* [EXERCISE TASK] Reproduce all of the entries below word for word, leaving out the pictures.

......

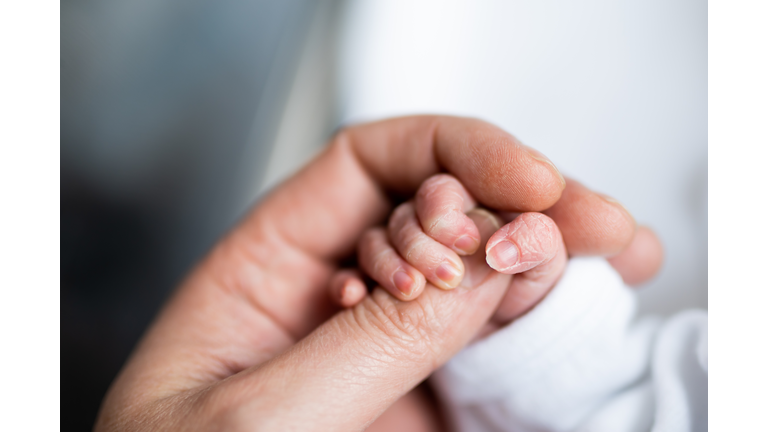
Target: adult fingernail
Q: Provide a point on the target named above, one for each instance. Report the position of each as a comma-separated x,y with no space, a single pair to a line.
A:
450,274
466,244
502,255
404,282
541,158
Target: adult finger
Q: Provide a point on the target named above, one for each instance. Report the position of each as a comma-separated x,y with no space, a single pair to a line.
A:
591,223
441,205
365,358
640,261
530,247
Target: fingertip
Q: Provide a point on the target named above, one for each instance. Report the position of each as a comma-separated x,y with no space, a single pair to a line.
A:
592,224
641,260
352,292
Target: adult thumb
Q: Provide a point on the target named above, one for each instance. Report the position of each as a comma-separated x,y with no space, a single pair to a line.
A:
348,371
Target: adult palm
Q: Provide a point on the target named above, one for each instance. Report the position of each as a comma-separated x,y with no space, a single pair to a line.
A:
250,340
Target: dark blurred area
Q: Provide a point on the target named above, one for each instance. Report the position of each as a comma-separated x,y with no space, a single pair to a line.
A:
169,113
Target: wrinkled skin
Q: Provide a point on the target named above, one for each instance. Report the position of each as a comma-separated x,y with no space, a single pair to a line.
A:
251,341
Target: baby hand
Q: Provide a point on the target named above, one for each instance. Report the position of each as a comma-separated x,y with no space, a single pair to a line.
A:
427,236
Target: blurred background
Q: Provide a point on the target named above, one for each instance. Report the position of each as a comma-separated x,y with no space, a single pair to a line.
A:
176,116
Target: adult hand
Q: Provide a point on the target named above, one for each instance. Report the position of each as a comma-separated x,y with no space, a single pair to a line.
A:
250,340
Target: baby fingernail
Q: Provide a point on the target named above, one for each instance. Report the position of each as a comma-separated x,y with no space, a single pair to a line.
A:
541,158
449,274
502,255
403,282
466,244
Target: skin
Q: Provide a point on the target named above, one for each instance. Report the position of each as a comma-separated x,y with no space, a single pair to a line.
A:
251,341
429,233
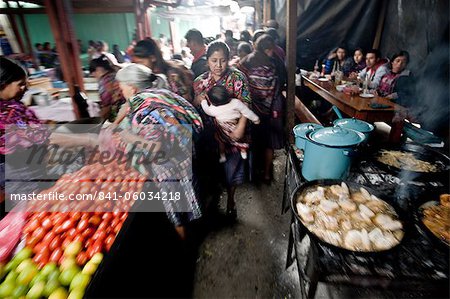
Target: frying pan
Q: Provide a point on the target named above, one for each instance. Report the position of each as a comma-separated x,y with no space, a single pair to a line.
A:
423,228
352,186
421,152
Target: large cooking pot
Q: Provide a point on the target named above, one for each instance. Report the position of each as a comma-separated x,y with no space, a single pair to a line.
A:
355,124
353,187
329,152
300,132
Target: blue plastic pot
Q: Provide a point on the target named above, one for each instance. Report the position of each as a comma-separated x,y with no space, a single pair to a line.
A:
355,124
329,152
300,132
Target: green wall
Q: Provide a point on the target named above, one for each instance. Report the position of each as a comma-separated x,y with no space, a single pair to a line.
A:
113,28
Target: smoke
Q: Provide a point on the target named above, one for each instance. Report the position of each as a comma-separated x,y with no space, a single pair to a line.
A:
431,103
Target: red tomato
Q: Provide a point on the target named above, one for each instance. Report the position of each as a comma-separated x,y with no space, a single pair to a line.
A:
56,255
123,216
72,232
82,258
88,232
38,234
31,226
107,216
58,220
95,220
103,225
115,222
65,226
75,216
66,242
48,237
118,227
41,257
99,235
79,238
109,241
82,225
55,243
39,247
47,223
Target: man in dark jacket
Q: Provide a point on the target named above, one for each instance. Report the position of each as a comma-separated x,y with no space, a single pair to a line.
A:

......

* [ANSWER IN FULL]
Target: adult fingernail
Q: Provide a point on the target named above, one for each instance. Report the position of each as a comma-separated x,y with no space, a single pair to a line.
A:
450,274
466,244
502,255
404,282
541,158
Target: adult finger
Q: Provide a point on the target named above, one for each instance. Report the position of each as a comma-separated x,y with no space, a single pair to a line.
A:
591,223
441,205
365,358
640,261
530,247
Target: fingertip
Q: Provide a point on the target named above, one for each instance. Report the position of each as a comma-separated x,y with no space, a single pair to a line.
A:
592,224
641,260
352,292
Target: adult thumb
Q: Provide a point on the target named above, one for each instance. Report the position of each as a comma-separated x,y with no space, a single pair to a line.
A:
348,371
Target: adult palm
Q: Provide a point on the target named above, one for each instance. Report the position of each as a comma-separated x,y with no space, a single pair to a line.
A:
250,340
Target: dark blurred area
Q: Provide a point on the target named above, one for each instance. Report the position of each as a comma-separated x,y with no space, a single pair to a line.
A:
169,113
Target: wrinkled skin
Q: Provide a point on the target named above, one for each instance. Report the position of each as a comma-separated x,y with no space, a single pair to a line.
A:
251,341
Target: baby hand
Q: Provide a point on the target named above, one for each instance. Report the position of each as a comma-separated x,y with no space, a single pair to a line.
A:
427,236
Target: blurred background
Q: Provide a point on the target named above, one for each instance. Report the position of each as a comma-separated x,y with no space, a single pair to a line.
A:
176,116
Target: adult hand
Q: Provide a point on the target named above, one for each instance. Report the position of each as a comma-separated x,y with no space, a single pair to a line.
A:
250,340
Target: baby fingernail
Q: Provide a point on the target named above, one for each instance. Report the position of each as a comma-separated x,y with no space, a single pair to a line.
A:
541,158
449,274
502,255
403,282
466,244
Target: skin
Q: Provide a point on the target named above, one for each instance. Report the position of each as a comma-separated x,y with no space, a single pair to a line.
A:
251,341
429,233
Target: frying pan
Q: Provide a point on the target named above, one for each instance. Report the position of each as a comma-separated x,y with no space, a single pair to a line.
A:
423,228
352,186
421,152
Target: large cooking pot
Q: Provide a point on the target named above, one for each instance. Report the position of each as a comma-separated x,y with no space, a single pair to a line.
A:
355,124
353,187
329,152
300,132
Target: blue plastic pot
Q: Provide a point on the target named above, one for each instance. Report the position of each as a comma-separated x,y with no space, a single pair to a line.
A:
355,124
329,152
300,132
Target: green wall
Q: Provide a point on the target named above, one for each instance. Report the position of each as a comma-separated x,y with no space, a single pair to a line.
A:
113,28
Target: smoke
Q: Provide a point on the target named above, one for each instance. Report the position of each as a comma-separated x,y with no space, a single pair to a line.
A:
431,103
Target: red tomato
Q: Provide a point on the target named above, one for each instance. Report the position of each as a comma-separated x,y with no space, a single pair to a line.
A:
56,255
123,216
72,232
82,258
88,232
38,234
31,226
107,216
58,220
95,220
103,225
115,222
65,226
75,216
66,242
48,237
118,227
41,257
99,235
79,238
109,241
82,225
55,243
39,247
47,223
Target: man in dark jacket
Q: Provide a point on the target named above, one for each instance. Report the position of each as a comma-separated x,y with no space, a single pair to a line.
A:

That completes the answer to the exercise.